**Task requirements:** Search term "shaved": work out how many lines of the data below contain it, and answer with that number alone.

**Input records:**
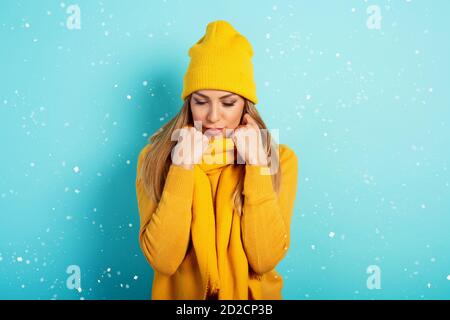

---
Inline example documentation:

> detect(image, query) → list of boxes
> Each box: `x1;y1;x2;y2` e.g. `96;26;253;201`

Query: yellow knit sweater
135;139;298;300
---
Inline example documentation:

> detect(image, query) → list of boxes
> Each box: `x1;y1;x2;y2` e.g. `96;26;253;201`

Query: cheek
224;109;244;127
191;107;206;121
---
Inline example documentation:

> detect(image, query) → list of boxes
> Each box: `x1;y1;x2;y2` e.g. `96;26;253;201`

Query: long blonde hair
138;94;281;215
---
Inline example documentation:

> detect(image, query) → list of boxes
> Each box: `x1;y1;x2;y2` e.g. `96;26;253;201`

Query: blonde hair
137;94;281;215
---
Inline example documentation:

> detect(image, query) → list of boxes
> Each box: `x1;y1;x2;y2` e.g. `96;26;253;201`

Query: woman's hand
230;114;269;166
171;124;210;170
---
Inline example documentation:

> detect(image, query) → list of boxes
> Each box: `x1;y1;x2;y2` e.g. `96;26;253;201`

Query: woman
136;20;298;300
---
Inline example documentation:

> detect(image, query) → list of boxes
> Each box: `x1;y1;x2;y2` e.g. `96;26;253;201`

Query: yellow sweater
135;140;298;300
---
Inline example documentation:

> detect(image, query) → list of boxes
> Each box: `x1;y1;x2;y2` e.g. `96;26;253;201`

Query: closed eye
193;98;236;107
222;101;236;107
193;99;207;105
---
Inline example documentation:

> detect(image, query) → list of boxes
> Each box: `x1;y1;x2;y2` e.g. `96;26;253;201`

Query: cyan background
1;0;449;300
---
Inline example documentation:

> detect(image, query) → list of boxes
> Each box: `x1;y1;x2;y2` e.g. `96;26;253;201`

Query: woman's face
190;89;245;138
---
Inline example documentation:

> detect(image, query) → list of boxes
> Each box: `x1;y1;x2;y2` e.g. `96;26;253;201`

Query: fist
171;123;210;170
230;114;269;166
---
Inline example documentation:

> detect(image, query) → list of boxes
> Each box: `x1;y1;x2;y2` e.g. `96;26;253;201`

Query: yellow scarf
191;136;256;299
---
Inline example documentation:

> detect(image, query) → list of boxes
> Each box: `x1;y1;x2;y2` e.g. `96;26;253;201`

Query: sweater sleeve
241;144;299;274
135;144;194;276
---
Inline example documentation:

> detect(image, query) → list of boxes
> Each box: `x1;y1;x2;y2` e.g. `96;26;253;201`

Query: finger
243;114;258;128
193;120;203;132
242;113;250;125
229;130;237;144
224;128;234;138
241;114;255;129
177;127;188;141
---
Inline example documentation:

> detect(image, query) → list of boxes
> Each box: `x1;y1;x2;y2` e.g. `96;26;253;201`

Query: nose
207;103;220;123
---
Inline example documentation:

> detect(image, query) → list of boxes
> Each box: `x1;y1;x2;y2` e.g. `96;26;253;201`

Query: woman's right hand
171;124;210;170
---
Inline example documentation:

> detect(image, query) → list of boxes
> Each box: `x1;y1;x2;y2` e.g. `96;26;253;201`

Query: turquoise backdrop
1;0;449;299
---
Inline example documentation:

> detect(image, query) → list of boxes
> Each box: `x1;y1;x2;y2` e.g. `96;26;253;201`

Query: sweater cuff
164;164;195;199
243;164;275;202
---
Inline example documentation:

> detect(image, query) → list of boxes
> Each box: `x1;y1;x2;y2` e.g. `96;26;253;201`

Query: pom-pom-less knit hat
181;20;258;104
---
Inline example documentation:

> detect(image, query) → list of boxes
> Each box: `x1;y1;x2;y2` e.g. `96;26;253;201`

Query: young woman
136;20;298;300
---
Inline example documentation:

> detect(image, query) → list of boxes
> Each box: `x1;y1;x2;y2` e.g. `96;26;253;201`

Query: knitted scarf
191;135;253;299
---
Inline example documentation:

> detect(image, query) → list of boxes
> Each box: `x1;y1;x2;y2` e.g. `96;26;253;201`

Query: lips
204;127;224;136
205;127;224;132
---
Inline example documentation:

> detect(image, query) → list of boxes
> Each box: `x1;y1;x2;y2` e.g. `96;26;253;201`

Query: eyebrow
193;92;237;100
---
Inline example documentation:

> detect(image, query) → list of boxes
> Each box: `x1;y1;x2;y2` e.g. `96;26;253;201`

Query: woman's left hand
230;113;269;166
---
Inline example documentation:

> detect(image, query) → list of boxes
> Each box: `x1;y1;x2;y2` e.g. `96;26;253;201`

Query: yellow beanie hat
181;20;258;104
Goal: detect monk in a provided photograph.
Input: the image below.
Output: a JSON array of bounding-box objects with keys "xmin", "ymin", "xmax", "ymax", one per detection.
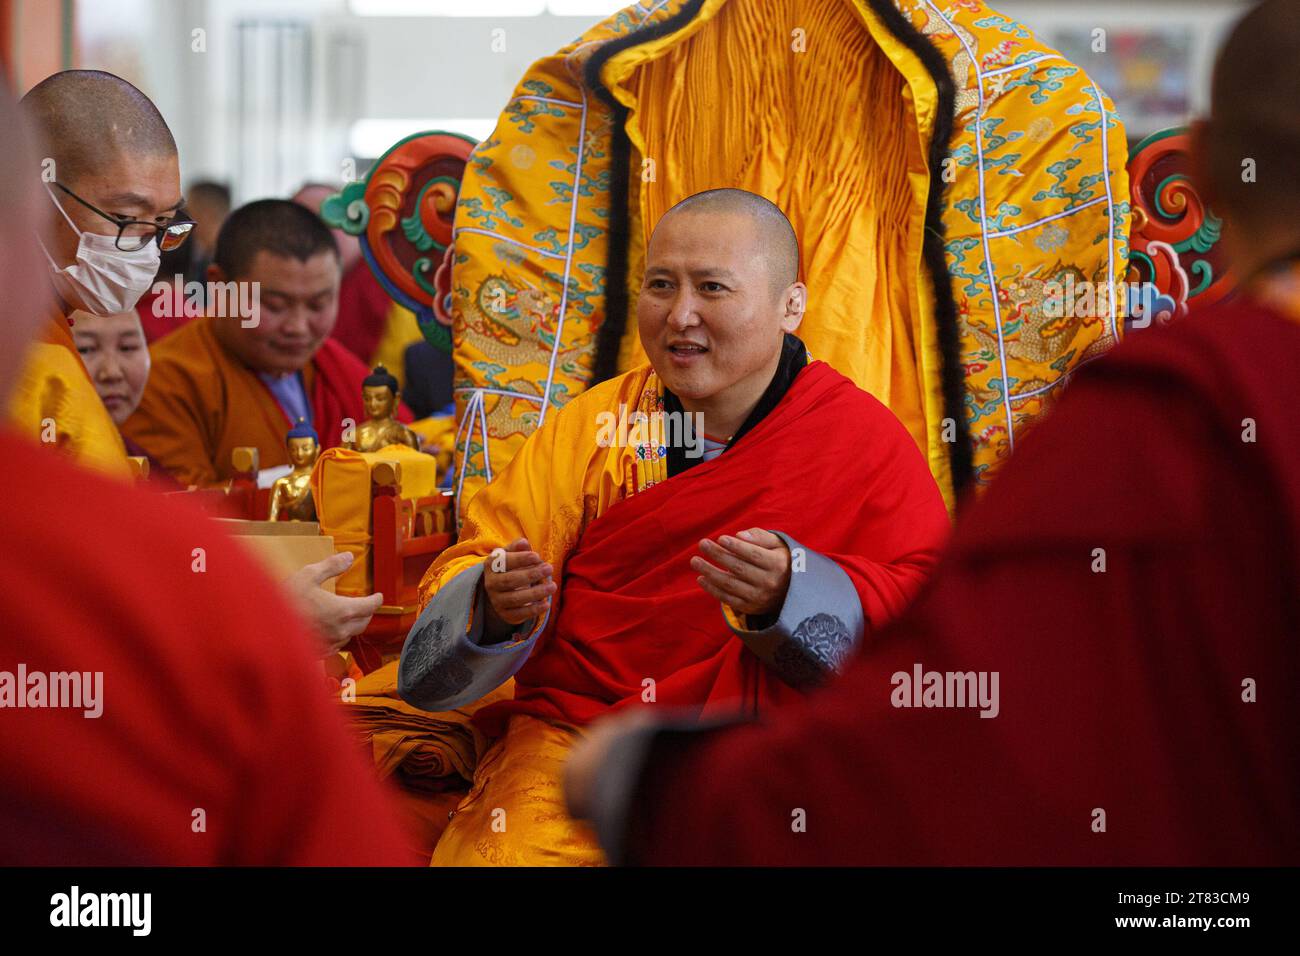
[
  {"xmin": 67, "ymin": 307, "xmax": 180, "ymax": 485},
  {"xmin": 70, "ymin": 309, "xmax": 151, "ymax": 429},
  {"xmin": 185, "ymin": 180, "xmax": 231, "ymax": 278},
  {"xmin": 122, "ymin": 198, "xmax": 411, "ymax": 487},
  {"xmin": 0, "ymin": 81, "xmax": 415, "ymax": 866},
  {"xmin": 397, "ymin": 188, "xmax": 951, "ymax": 865},
  {"xmin": 10, "ymin": 72, "xmax": 389, "ymax": 662},
  {"xmin": 6, "ymin": 70, "xmax": 191, "ymax": 479},
  {"xmin": 565, "ymin": 0, "xmax": 1300, "ymax": 866}
]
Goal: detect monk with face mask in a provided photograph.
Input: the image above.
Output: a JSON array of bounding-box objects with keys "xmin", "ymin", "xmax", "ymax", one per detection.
[
  {"xmin": 6, "ymin": 70, "xmax": 189, "ymax": 477},
  {"xmin": 0, "ymin": 79, "xmax": 415, "ymax": 867}
]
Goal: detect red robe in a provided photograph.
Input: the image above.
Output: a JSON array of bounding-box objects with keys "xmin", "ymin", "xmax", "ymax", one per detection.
[
  {"xmin": 475, "ymin": 359, "xmax": 951, "ymax": 737},
  {"xmin": 623, "ymin": 296, "xmax": 1300, "ymax": 865},
  {"xmin": 0, "ymin": 427, "xmax": 418, "ymax": 864},
  {"xmin": 331, "ymin": 259, "xmax": 396, "ymax": 365}
]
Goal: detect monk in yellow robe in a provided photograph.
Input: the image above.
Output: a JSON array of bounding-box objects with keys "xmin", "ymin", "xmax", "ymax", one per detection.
[
  {"xmin": 7, "ymin": 70, "xmax": 192, "ymax": 478},
  {"xmin": 396, "ymin": 189, "xmax": 951, "ymax": 865},
  {"xmin": 122, "ymin": 199, "xmax": 411, "ymax": 488}
]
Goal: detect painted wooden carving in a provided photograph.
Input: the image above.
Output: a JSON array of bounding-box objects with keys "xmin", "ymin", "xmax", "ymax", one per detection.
[
  {"xmin": 1126, "ymin": 127, "xmax": 1234, "ymax": 329},
  {"xmin": 321, "ymin": 130, "xmax": 477, "ymax": 352}
]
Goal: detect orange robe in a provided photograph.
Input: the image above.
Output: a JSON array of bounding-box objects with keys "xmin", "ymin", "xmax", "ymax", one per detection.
[{"xmin": 122, "ymin": 316, "xmax": 408, "ymax": 487}]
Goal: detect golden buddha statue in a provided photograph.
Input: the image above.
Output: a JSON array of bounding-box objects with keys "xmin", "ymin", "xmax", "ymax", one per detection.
[
  {"xmin": 268, "ymin": 419, "xmax": 319, "ymax": 522},
  {"xmin": 347, "ymin": 364, "xmax": 421, "ymax": 453}
]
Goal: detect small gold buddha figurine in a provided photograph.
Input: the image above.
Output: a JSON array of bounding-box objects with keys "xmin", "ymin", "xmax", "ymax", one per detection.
[
  {"xmin": 268, "ymin": 419, "xmax": 320, "ymax": 522},
  {"xmin": 347, "ymin": 364, "xmax": 421, "ymax": 453}
]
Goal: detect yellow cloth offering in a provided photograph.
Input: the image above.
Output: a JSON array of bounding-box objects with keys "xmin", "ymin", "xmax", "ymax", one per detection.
[{"xmin": 311, "ymin": 443, "xmax": 440, "ymax": 594}]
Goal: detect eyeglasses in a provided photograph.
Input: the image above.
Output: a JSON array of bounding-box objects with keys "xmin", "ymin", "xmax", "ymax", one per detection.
[{"xmin": 53, "ymin": 181, "xmax": 196, "ymax": 252}]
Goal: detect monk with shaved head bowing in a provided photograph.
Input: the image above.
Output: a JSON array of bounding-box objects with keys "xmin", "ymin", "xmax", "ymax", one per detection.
[
  {"xmin": 0, "ymin": 80, "xmax": 414, "ymax": 866},
  {"xmin": 398, "ymin": 187, "xmax": 950, "ymax": 865},
  {"xmin": 6, "ymin": 70, "xmax": 190, "ymax": 475}
]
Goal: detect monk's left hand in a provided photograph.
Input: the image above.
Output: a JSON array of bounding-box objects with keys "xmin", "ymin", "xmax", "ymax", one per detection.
[{"xmin": 692, "ymin": 528, "xmax": 791, "ymax": 620}]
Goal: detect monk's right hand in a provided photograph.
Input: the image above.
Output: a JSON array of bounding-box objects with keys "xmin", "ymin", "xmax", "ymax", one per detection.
[
  {"xmin": 285, "ymin": 551, "xmax": 384, "ymax": 657},
  {"xmin": 482, "ymin": 537, "xmax": 555, "ymax": 635}
]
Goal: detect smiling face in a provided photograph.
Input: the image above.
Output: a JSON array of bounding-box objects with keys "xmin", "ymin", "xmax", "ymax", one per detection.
[
  {"xmin": 210, "ymin": 249, "xmax": 340, "ymax": 375},
  {"xmin": 363, "ymin": 384, "xmax": 396, "ymax": 421},
  {"xmin": 71, "ymin": 309, "xmax": 151, "ymax": 425},
  {"xmin": 287, "ymin": 435, "xmax": 318, "ymax": 468},
  {"xmin": 637, "ymin": 209, "xmax": 805, "ymax": 414}
]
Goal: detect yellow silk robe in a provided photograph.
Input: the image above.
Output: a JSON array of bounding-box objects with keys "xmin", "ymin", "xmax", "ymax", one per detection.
[
  {"xmin": 422, "ymin": 363, "xmax": 666, "ymax": 610},
  {"xmin": 5, "ymin": 315, "xmax": 130, "ymax": 479},
  {"xmin": 418, "ymin": 365, "xmax": 666, "ymax": 866}
]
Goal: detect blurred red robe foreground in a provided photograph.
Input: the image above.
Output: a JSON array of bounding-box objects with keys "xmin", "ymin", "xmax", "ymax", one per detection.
[
  {"xmin": 0, "ymin": 430, "xmax": 416, "ymax": 865},
  {"xmin": 620, "ymin": 292, "xmax": 1300, "ymax": 865}
]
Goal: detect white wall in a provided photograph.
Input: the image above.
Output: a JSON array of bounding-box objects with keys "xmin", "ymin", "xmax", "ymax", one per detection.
[{"xmin": 74, "ymin": 0, "xmax": 1255, "ymax": 201}]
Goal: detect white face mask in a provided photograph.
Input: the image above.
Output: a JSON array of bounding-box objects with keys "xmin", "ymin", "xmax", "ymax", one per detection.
[{"xmin": 40, "ymin": 184, "xmax": 161, "ymax": 316}]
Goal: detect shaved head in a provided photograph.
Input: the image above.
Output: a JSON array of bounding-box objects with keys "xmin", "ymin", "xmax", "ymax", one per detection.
[
  {"xmin": 660, "ymin": 188, "xmax": 800, "ymax": 296},
  {"xmin": 638, "ymin": 188, "xmax": 807, "ymax": 435},
  {"xmin": 20, "ymin": 70, "xmax": 176, "ymax": 187},
  {"xmin": 18, "ymin": 71, "xmax": 182, "ymax": 310},
  {"xmin": 215, "ymin": 199, "xmax": 339, "ymax": 281}
]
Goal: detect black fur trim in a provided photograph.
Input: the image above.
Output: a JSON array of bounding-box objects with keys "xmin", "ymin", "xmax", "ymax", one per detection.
[
  {"xmin": 865, "ymin": 0, "xmax": 973, "ymax": 497},
  {"xmin": 585, "ymin": 0, "xmax": 973, "ymax": 498},
  {"xmin": 584, "ymin": 0, "xmax": 709, "ymax": 386}
]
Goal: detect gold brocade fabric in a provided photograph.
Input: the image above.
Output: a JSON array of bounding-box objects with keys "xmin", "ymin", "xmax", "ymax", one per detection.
[
  {"xmin": 450, "ymin": 0, "xmax": 1130, "ymax": 513},
  {"xmin": 6, "ymin": 340, "xmax": 131, "ymax": 479},
  {"xmin": 429, "ymin": 714, "xmax": 605, "ymax": 867},
  {"xmin": 419, "ymin": 363, "xmax": 666, "ymax": 613},
  {"xmin": 310, "ymin": 444, "xmax": 441, "ymax": 595}
]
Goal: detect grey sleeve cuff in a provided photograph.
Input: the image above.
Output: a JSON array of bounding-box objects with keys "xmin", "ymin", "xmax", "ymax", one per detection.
[
  {"xmin": 396, "ymin": 563, "xmax": 544, "ymax": 712},
  {"xmin": 723, "ymin": 531, "xmax": 864, "ymax": 691},
  {"xmin": 587, "ymin": 715, "xmax": 747, "ymax": 866}
]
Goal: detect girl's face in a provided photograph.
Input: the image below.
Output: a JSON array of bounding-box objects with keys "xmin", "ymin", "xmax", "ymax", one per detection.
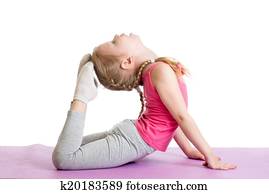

**Answer to the exercise:** 2